**TEXT UNDER STUDY:**

The firm, owned by CoinDesk parent company Digital Currency Group, saw the share of bitcoin in its loan portfolio drop as a percentage of total loans. The share of ether loans increased by five percentage points to 12.4% of the loan book quarter-over-quarter. (To be clear, loans across asset classes increased quarter-over-quarter but ETH loans now take up a larger slice of the pie.)

According to the lender’s report, this was mainly due to liquidity mining on DeFi protocols such as Compound, Aave and Uniswap. DeFi interest rate arbitrage drove Genesis clients to borrow ETH and stablecoins to “lever up liquidity mining strategies,” the company wrote. 

“We haven’t seen it to this degree,” CEO Michael Moro said of previous quarters’ ETH-to-BTC ratio. “As a percentage, BTC loans just didn’t grow fast enough to keep up with the other coins.”

The clients who are lending their assets out through Genesis are high-net-worth individuals, hedge funds, family offices and other asset managers, and they generate returns of 5% to 13% on those loans, Moro said.

Firms that borrow from Genesis are hedge funds, quantitative trading firms, crypto exchanges, other crypto lenders and crypto operating companies such as bitcoin ATM firms. 

Active loan originations at the firm increased by 50% to $2.1 billion in the third quarter, which was less than the 118% quarter-over-quarter increase that Genesis saw at the end of the second quarter because the second quarter increase had come after the March "Black Thursday" crash. The lender also saw a record $5.2 billion loan originations in the latest quarter, more than doubling the $2.2 billion for loan originations in the second quarter.

The firm is also soon launching an institutional lending API for exchanges and other firms that want to offer yield on crypto deposits to their retail customers. The first exchange to use the service will be DCG-owned Luno, and there are five or six other exchanges in the pipeline, Moro said.

**SUPPLIED INFORMATION:**
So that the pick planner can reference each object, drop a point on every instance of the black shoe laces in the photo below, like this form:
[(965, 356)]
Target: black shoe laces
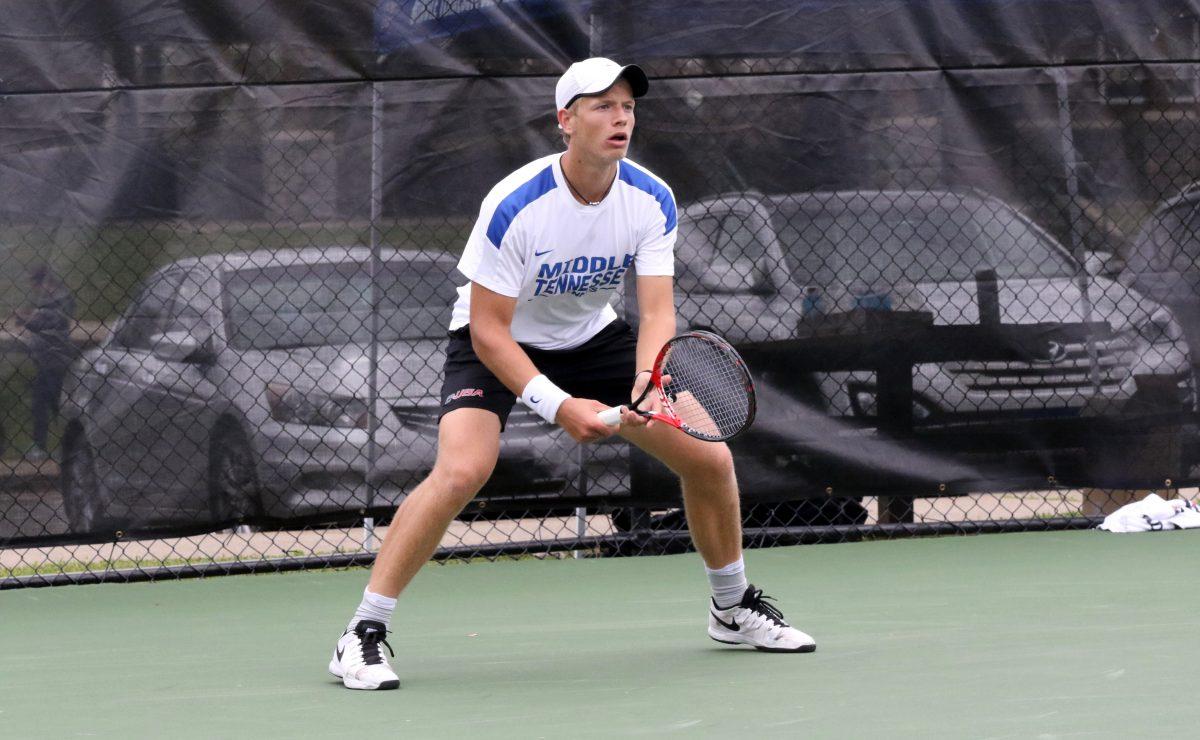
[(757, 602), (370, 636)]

**PROBLEMS TO SOLVE:**
(a) Reproduce everything in the Genesis lending article from "Firms that borrow" down to "bitcoin ATM firms.".
(b) List every kind of firm that the Genesis lending article says borrows from Genesis.
(c) According to the Genesis lending article, which exchange will be the first to use the institutional lending API?

**SOLUTIONS TO THE TASKS:**
(a)
Firms that borrow from Genesis are hedge funds, quantitative trading firms, crypto exchanges, other crypto lenders and crypto operating companies such as bitcoin ATM firms.

(b)
- Hedge funds
- Quantitative trading firms
- Crypto exchanges
- Other crypto lenders
- Crypto operating companies such as bitcoin ATM firms

(c) Luno, which is owned by DCG.